Excerpts from point annotation data
↓
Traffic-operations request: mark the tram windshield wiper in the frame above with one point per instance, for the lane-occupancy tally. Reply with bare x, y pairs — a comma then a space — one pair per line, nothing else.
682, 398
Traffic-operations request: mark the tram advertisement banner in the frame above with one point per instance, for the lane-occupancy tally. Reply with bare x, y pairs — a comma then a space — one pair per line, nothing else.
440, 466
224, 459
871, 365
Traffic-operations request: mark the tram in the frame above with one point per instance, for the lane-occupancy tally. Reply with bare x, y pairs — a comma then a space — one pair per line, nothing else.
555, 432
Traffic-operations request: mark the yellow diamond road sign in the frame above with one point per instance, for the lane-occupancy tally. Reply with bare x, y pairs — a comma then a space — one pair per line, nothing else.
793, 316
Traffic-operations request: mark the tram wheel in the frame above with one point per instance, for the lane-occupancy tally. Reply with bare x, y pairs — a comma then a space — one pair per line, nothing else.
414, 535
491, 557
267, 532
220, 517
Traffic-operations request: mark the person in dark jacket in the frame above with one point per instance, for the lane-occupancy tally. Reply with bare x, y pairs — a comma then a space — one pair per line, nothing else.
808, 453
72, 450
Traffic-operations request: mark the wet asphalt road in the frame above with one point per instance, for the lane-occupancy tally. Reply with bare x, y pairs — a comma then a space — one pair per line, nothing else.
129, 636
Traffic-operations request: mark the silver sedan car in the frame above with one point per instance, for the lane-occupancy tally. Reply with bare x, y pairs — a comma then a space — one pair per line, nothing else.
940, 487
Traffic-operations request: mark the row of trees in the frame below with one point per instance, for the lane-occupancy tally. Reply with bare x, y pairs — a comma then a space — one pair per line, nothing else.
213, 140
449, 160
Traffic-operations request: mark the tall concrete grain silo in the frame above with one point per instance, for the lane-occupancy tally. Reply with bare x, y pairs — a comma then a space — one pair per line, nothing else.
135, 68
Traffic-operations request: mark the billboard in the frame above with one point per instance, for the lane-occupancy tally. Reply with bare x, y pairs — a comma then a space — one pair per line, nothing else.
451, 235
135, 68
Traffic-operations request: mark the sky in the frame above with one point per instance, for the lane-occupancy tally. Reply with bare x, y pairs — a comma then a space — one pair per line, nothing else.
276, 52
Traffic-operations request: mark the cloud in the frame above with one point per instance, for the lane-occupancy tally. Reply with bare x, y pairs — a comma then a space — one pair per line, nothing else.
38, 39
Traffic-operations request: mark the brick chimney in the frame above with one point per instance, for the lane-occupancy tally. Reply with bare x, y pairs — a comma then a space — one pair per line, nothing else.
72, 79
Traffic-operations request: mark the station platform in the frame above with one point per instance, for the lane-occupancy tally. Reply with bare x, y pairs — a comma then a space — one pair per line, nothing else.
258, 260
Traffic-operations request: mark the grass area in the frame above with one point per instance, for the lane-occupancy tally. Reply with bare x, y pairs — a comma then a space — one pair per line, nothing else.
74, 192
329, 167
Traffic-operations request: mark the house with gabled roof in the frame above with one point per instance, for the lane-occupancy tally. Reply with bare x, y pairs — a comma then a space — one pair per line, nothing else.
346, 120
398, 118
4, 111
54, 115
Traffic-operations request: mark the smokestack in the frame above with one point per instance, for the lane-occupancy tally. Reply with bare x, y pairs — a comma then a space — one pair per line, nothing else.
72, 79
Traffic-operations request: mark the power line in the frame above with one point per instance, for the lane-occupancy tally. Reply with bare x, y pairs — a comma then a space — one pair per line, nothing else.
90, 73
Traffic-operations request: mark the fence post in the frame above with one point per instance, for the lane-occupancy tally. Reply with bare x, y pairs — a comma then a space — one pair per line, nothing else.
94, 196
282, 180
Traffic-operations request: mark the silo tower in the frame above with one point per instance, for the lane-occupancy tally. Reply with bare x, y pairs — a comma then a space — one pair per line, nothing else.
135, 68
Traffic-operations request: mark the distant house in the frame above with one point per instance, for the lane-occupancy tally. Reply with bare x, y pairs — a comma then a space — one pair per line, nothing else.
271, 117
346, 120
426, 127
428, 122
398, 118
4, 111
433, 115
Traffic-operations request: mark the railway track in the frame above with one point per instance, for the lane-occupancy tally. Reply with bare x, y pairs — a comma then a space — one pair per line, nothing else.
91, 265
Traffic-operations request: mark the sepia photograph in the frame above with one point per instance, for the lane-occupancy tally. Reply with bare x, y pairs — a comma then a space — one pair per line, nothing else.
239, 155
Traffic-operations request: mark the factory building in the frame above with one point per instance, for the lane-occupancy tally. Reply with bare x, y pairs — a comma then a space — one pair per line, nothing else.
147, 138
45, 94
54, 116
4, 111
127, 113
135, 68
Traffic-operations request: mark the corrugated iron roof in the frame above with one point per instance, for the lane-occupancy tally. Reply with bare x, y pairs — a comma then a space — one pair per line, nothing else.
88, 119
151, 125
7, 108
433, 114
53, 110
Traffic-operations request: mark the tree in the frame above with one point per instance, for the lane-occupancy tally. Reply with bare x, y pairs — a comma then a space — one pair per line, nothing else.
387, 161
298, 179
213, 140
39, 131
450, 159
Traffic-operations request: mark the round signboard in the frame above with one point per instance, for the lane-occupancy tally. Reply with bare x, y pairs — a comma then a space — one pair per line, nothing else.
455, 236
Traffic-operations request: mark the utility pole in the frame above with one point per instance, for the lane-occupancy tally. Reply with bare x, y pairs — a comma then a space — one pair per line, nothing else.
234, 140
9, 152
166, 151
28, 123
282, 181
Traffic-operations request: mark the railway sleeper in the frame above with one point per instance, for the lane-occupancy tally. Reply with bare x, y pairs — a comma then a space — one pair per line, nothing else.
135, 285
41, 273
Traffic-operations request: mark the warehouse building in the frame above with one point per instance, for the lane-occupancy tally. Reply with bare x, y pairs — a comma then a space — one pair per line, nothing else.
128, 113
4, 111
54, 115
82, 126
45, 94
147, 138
↑
■ **What is needed**
Rewrite all of the rows above so that "lane-occupancy tally" becomes "intersection survey" wherever it appears. Keep everything else in every row the same.

■ **Exercise response**
Traffic-operations request: mark the tram windshield wiper in the frame above with one point per instance, for the intersection survey. Reply with bare x, y pairs — a comma then a space — one pair per line, nothing else.
682, 398
Traffic-operations request: mark the tram advertisement banner in the frame above with one point per instance, for the intersection survey. Reply with bare x, y pairs — a comma then a space — one pair per line, nothing else.
440, 466
224, 459
871, 365
Traffic-operations request: mark the tram in the frame above with one point per instance, for the intersection survey. Reply with bare x, y pairs — a comma then a space — one pair per line, nothing else.
555, 432
Traffic-operations request: mark the yellow diamond road sign in the frame above with one point per instance, for the intersection survey. Reply with bare x, y pairs — a comma then a space — one pair per line, nothing else.
793, 316
Traffic-operations request: mark the tram wheel in the frame above with one point per instance, for the intersection survey. Reply with bare x, y pairs — a comma then a space — one pair per line, nothing else.
414, 535
491, 557
267, 532
220, 517
Traffic-operations request: mark the person in dark jacket in the frame above with one point per instance, for the intersection survey. Reply with bare x, y pairs — a comma then a space — one pair per line, nothing else.
808, 453
72, 450
Traffic-operations request: mark the wet asphalt road in the frame above with one point per instance, for the intersection survey. Reply with bare x, y pairs — a comma then a space — one pair per line, nothing else.
129, 636
Traffic-operations request: mark the silver sedan car in the frame above with one point per instance, for the intersection survey. Reply with bare x, y pairs — a comma then a space — one pair per line, nothing else.
940, 487
Traffic-operations request: mark the row of trees in the frame below with one point per instance, for the intersection survey. Reply with bare x, y pairs — a comma then a space — one pair per line, nothing else.
213, 140
449, 160
Traffic-operations request: mark the tall concrete grain silo in the frame above with one point per instance, for the intersection survey. Reply with bare x, y pairs — a comma then a space — one pair per line, nothing else.
135, 68
Traffic-operations request: mark the billboard in the frame above with one point per instance, for the intersection survey. Reply with bare x, y pairs — a comma then a space — one pair per line, nothing else.
451, 235
135, 68
Traffic-operations request: mark the sky in the frame above with one point per instance, for the intersection survey. Reply with bare x, y pairs — a comma then a space — one pair per line, nothing else.
276, 52
Traffic-operations request: mark the cloud in the frame above with one point per instance, for the intersection survey. Reply with bare x, y pairs — a comma then a space — one pair per line, nothing else.
38, 39
Traffic-operations request: mark the brick chimney in the frame above with one point per instance, for the intersection survey. Reply with bare x, y pairs — a comma then a space — one pair per line, nothing else.
72, 79
Traffic-operations request: mark the station platform in the frame above with one point per instance, for the intersection survey. Reply with bare x, y pairs — a comma then a space — one pair per line, nothing else.
258, 260
Traffic-operations request: mark the grass area in the frame above with one point per instance, for the intersection survey. Reply with bare x, y pairs — a comma then a space — one pair per line, nothing else.
74, 192
329, 167
Traffic-operations request: mark the house with gabled roof in the frame above with one point per instance, for the intersection survey. Reply with bare x, y pairs — a comma then a space — one pair per line, nothing else.
346, 120
398, 118
4, 111
54, 115
Traffic-operations request: mark the smokestack in the frame above with one point per instance, for the intersection survey. Reply with bare x, y pairs — a comma then a space — one pair per line, nothing else.
72, 79
Traffic-operations request: mark the power line in the frame above with one point per instance, for the intersection survey. Reply with bare x, y pairs — a comma then a space — one pair per line, nothing else.
90, 73
Traffic-operations request: mark the fence post in the frame above with one point per instance, for the intersection survey. Reply with bare x, y pairs — a comma then a space — one pair per line, nothing else.
94, 196
282, 180
Traffic-operations request: mark the silo tower in the frame above with one point per instance, for the intersection survey. Reply with bare x, y pairs — a comma then a space — one pair per line, nothing else.
135, 68
Traffic-operations request: mark the distant house in the frame above with one point per instance, for the intersection survey. Reply with bare x, y pairs — a comma then a space — one pair per line, nothing else.
271, 117
346, 120
426, 127
428, 122
398, 118
4, 111
433, 115
Traffic-operations request: mark the railway track in the frame above with one point per instance, for the intersection survey. Reply with bare x, y pairs — a comma then a space — one pair per line, nothing else.
91, 265
Traffic-operations request: mark the sepia photograph in the frame above with one point per instance, for the intersection survey. Reply with bare x, y pairs — a comma then a space — one pair per line, nothing else.
239, 155
Traffic-operations request: mark the factory building in the frame above with one point per instance, for the intersection survey. Reply with bare x, y pairs — a comma then a space — one pair per line, nothing else.
147, 138
45, 94
54, 116
4, 111
127, 113
135, 68
Traffic-operations request: mark the corrugated iron roof in the frame above with one point per instance, for the intersection survey. Reply with bare x, y pairs — a comma then a space — one pair per line, nothing else.
88, 119
151, 125
7, 108
433, 114
53, 110
Traffic-operations request: mark the tree in the frame above with one point per instance, for the intersection survey. Reply with bare x, y pairs — a comma then a space — one pair per line, nothing else.
387, 161
298, 179
213, 140
39, 131
450, 159
Traffic-operations request: mark the round signboard in the frame above with one point per instance, for the intersection survey. Reply with bare x, y pairs — a comma then a space — one pair per line, nothing else.
455, 236
Traffic-operations request: mark the utility pole in the frame above with one point per instance, for the intersection survey. Reply with bare x, y pairs — a comma then a space — one pair per line, nothing else.
234, 140
9, 152
166, 151
28, 123
282, 181
Traffic-operations request: mark the railway sleeper in the frame above with one point per instance, for the intersection survey. Reply with bare x, y pairs — a comma then a space — one pair per line, nothing else.
135, 285
41, 273
Traffic-operations request: mark the warehouse building in the frame above with one point per instance, for the intersection survey. Reply with bare x, y pairs — a comma then a space — one pair per line, nothing else.
128, 113
4, 111
54, 115
82, 126
45, 94
147, 138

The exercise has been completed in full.